▶ **GIVEN EXERCISE**
Retype, word for word, the lines of the data below that run from the line containing "Can you find the photograph" through the end of the data, including both of those ends.

----------------

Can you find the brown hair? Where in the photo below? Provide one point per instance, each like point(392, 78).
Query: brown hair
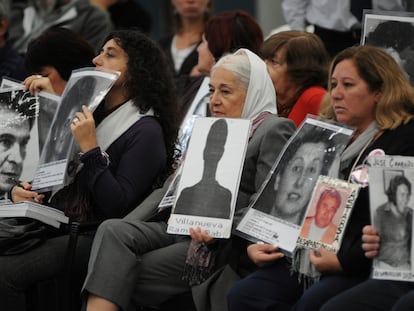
point(380, 71)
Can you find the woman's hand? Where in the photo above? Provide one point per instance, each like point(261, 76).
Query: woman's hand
point(83, 130)
point(201, 236)
point(24, 193)
point(37, 83)
point(370, 241)
point(325, 261)
point(263, 254)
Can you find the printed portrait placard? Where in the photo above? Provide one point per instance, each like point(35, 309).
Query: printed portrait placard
point(275, 216)
point(390, 188)
point(59, 160)
point(393, 32)
point(19, 148)
point(210, 178)
point(328, 213)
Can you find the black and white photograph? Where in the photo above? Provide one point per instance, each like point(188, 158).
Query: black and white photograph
point(391, 181)
point(328, 213)
point(18, 137)
point(394, 33)
point(86, 86)
point(279, 209)
point(210, 178)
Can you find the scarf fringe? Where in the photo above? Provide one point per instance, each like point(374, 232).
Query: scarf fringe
point(199, 264)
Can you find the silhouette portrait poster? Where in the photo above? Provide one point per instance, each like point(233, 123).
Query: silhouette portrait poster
point(276, 214)
point(391, 180)
point(210, 178)
point(328, 213)
point(58, 162)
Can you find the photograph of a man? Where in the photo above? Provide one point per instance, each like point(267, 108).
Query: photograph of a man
point(393, 220)
point(395, 35)
point(17, 116)
point(59, 143)
point(207, 197)
point(310, 154)
point(320, 226)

----------------

▶ **ANSWER TO THIS EXERCISE**
Can you find the photograph of a man? Where in the photo above? Provide one point per instance, each like point(267, 108).
Query: photograph of a man
point(393, 220)
point(395, 35)
point(17, 116)
point(59, 143)
point(207, 197)
point(310, 154)
point(320, 226)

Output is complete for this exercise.